REQUIRED WORK =
Please restate exactly the lines of the data below, beginning with the line containing "Query: green vegetation" and ending with the last line.

(Stored data entries)
= Beginning of Section =

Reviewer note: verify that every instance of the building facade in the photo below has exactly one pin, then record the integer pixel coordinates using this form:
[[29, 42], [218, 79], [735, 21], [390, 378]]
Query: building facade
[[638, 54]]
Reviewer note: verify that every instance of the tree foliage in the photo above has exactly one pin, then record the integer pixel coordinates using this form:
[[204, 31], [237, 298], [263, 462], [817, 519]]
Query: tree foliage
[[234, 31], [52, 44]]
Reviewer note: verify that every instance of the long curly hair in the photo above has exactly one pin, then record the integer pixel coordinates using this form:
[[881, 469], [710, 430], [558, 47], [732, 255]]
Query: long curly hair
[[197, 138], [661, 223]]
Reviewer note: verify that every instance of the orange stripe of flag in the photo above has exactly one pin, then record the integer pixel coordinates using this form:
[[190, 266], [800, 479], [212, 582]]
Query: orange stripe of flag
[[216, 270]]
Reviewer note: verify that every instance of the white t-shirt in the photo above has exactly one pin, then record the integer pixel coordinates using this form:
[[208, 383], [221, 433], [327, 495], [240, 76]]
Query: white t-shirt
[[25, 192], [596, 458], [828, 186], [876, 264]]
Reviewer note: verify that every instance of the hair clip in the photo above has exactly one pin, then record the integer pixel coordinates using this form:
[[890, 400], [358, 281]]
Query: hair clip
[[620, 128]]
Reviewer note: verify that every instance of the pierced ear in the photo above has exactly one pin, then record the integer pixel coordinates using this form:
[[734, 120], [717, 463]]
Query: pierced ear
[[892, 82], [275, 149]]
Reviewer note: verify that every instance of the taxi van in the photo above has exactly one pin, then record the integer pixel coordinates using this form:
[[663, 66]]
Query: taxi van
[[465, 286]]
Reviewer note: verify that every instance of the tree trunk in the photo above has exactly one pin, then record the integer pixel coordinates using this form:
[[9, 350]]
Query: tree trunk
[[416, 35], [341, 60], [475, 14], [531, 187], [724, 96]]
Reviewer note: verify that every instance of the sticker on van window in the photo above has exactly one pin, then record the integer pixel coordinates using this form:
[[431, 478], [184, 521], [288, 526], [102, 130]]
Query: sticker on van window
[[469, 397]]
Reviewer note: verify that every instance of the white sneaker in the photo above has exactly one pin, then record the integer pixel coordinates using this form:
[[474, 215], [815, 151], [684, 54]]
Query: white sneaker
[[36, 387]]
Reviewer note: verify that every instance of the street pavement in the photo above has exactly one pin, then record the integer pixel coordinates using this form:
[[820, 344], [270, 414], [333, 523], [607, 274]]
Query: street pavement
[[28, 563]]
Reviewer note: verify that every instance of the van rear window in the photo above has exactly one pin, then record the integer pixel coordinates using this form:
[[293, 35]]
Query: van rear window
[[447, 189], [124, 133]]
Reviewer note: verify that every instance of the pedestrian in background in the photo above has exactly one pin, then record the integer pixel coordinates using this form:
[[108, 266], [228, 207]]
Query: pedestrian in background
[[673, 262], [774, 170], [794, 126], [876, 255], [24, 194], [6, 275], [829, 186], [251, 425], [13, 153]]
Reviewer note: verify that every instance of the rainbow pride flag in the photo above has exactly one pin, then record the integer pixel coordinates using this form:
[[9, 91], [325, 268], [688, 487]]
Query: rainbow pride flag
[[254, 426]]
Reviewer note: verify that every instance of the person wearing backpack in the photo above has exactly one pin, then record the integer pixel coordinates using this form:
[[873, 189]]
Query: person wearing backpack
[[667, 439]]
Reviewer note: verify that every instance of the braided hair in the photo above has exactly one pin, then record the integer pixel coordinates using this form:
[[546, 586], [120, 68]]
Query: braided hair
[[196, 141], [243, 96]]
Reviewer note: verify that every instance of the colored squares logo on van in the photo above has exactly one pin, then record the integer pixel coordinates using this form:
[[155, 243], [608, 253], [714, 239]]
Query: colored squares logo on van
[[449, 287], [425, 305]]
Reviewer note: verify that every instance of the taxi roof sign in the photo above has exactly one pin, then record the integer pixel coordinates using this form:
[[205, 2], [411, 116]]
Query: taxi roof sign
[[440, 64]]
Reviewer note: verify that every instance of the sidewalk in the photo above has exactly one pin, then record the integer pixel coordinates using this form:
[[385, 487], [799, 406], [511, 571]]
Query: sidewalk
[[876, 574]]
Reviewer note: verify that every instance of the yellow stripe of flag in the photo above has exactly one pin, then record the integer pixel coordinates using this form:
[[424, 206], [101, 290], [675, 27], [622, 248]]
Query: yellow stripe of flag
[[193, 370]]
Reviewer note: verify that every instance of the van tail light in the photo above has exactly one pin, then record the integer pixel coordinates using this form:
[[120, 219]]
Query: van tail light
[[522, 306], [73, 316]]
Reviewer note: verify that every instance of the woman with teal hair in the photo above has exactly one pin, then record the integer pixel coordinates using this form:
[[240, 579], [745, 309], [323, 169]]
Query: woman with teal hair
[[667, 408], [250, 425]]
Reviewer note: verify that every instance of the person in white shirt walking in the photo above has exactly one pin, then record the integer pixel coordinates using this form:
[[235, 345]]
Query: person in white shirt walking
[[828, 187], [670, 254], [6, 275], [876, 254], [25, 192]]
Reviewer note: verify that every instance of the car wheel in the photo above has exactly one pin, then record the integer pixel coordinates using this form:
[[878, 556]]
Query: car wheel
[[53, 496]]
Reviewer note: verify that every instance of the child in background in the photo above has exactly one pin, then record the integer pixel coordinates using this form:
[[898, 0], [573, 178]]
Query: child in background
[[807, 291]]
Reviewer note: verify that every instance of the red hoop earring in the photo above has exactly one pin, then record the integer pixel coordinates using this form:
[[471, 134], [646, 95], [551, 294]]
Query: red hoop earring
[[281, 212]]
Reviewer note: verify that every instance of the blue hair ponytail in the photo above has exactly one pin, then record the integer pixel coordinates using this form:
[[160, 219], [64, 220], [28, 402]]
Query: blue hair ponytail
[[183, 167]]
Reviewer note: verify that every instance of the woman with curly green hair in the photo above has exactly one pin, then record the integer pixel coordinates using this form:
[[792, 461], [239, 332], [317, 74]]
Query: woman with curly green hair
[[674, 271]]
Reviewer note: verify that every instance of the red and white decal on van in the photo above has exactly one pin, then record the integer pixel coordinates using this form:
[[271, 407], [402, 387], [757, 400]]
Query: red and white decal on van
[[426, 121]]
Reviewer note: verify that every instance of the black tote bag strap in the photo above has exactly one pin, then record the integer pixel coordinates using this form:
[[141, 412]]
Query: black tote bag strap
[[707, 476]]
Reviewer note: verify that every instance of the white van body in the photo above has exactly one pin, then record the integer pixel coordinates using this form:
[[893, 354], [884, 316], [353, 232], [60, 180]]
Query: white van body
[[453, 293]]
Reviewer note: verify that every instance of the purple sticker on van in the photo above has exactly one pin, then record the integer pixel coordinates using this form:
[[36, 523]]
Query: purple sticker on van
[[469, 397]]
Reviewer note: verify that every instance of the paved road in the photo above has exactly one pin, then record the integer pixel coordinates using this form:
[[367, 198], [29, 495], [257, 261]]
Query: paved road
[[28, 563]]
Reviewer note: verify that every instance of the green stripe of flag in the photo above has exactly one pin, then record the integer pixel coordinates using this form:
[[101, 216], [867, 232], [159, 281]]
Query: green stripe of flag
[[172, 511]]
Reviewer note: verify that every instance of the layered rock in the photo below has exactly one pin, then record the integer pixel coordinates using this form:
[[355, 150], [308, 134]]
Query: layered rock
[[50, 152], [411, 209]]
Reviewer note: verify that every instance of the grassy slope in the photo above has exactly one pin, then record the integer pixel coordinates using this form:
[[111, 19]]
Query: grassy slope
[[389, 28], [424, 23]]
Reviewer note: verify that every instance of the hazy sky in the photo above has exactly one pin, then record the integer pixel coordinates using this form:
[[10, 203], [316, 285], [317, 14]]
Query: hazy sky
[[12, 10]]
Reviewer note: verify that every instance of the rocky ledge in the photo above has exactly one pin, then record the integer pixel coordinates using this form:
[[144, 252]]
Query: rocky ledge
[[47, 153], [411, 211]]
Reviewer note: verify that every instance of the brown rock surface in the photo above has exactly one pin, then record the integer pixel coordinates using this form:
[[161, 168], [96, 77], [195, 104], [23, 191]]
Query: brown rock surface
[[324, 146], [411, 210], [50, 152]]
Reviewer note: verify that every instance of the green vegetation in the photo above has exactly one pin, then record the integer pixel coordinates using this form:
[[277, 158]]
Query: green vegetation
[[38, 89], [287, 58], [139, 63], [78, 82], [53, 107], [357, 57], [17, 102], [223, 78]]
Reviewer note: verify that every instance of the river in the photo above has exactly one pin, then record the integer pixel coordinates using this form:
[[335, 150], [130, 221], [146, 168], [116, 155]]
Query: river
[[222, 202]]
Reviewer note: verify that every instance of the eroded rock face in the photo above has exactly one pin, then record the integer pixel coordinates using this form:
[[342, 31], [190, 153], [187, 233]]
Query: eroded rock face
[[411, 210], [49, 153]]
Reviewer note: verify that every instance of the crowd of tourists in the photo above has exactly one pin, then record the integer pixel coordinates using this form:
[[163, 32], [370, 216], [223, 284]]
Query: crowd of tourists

= End of Section =

REPLY TO THE EXERCISE =
Query: green vegetation
[[38, 89], [287, 58], [139, 63], [78, 82], [53, 107], [357, 57], [17, 102], [223, 78]]
Reviewer note: verify that every instance of the river in the photo above has exactly one pin, then record the integer pixel coordinates using this form:
[[335, 150], [130, 221], [146, 168], [116, 155]]
Query: river
[[222, 202]]
Reviewer note: verify that every instance of the eroded rock face in the photo above has exactly one pin, then record the integer pixel coordinates using this form:
[[342, 31], [190, 153], [187, 233]]
Query: eroded rock face
[[411, 210], [49, 153]]
Reviewer note: verify that every instance of the crowd of tourists in the photo above has exactly one pin, then record the integer pixel coordinates using this form:
[[163, 32], [370, 216], [223, 284]]
Query: crowd of tourists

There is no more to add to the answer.